> Material to process
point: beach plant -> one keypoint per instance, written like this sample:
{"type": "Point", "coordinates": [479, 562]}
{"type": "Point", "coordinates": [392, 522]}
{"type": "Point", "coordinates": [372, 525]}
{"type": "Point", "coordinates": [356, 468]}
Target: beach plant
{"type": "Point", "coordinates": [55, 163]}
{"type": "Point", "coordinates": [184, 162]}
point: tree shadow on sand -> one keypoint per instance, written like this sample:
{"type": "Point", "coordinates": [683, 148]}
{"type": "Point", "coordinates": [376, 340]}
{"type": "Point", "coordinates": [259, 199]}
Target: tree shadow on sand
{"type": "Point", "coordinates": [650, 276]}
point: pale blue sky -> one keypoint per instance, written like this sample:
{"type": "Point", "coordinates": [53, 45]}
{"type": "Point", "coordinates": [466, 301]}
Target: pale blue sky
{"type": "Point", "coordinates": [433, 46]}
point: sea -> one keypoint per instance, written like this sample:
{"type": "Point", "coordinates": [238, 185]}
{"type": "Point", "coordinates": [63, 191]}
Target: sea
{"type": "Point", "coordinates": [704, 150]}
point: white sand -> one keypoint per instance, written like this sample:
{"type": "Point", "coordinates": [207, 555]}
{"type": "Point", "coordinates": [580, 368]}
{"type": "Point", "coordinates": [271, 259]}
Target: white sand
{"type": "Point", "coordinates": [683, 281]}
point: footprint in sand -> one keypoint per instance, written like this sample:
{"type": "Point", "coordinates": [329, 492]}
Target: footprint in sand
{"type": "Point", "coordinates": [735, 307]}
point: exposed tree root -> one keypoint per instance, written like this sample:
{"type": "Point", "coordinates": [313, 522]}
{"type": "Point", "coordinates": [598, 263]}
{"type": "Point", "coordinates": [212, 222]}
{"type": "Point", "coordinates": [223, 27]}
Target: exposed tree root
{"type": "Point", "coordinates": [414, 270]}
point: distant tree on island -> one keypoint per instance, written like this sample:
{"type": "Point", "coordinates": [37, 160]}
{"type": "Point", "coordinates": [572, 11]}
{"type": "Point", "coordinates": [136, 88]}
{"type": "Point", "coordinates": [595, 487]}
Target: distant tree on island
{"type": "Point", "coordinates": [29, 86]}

> What is expected
Work out how many lines in the material contain the string "sample", then write that number and nothing more.

> Exercise solution
8